Location identification items:
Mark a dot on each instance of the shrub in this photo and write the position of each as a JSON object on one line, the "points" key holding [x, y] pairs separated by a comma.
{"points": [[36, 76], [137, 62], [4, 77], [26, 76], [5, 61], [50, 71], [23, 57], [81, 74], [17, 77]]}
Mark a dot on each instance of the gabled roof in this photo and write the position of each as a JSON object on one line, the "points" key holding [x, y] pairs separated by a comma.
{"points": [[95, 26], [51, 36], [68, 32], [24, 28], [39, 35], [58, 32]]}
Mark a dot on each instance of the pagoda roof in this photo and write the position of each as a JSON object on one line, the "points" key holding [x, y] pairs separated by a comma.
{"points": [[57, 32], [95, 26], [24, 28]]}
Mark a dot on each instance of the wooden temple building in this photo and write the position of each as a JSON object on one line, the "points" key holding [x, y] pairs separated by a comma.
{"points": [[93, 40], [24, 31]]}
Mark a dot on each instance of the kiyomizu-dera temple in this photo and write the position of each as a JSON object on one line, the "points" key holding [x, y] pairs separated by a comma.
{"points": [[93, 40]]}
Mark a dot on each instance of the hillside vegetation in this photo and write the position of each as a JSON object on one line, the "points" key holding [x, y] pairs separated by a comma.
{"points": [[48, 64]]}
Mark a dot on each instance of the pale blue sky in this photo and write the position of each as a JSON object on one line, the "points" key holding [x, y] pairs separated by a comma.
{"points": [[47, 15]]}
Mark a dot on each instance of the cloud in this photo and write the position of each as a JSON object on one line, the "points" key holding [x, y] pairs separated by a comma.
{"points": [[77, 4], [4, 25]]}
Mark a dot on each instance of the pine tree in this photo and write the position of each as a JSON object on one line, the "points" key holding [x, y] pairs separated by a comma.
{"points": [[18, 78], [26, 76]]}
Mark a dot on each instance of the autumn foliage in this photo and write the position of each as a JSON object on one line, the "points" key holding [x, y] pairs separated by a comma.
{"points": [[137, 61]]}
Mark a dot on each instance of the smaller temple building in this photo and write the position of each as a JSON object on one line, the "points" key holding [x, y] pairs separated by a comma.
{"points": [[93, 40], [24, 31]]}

● Task details
Retype the part of the listing that opens with the line containing "Mark a dot on each instance of the cloud" and runs through the end of the listing, keeping every character unchanged.

● Written solution
Mark a dot on each instance of the cloud in this photo and write the position of each as a JSON object on one line, the "points" key holding [x, y] pairs separated by a comma.
{"points": [[77, 4], [4, 25]]}
Mark a dot on each instance of the pine tree in this photo and write the position of each as a JSON object on one line, the "points" key holding [x, y] pairs separated by a comma.
{"points": [[18, 78], [26, 76]]}
Mark a dot on each instance of the autumn foliage in this photo and write the position of each as a JSON object on one line, the "points" key holding [x, y] pairs separated by a comma.
{"points": [[137, 61]]}
Mark a dot on each instance of the smaller temple building in this photo and write the position of each as a JSON object on one line, the "points" key holding [x, y] pairs separated by a comma.
{"points": [[93, 40], [24, 31]]}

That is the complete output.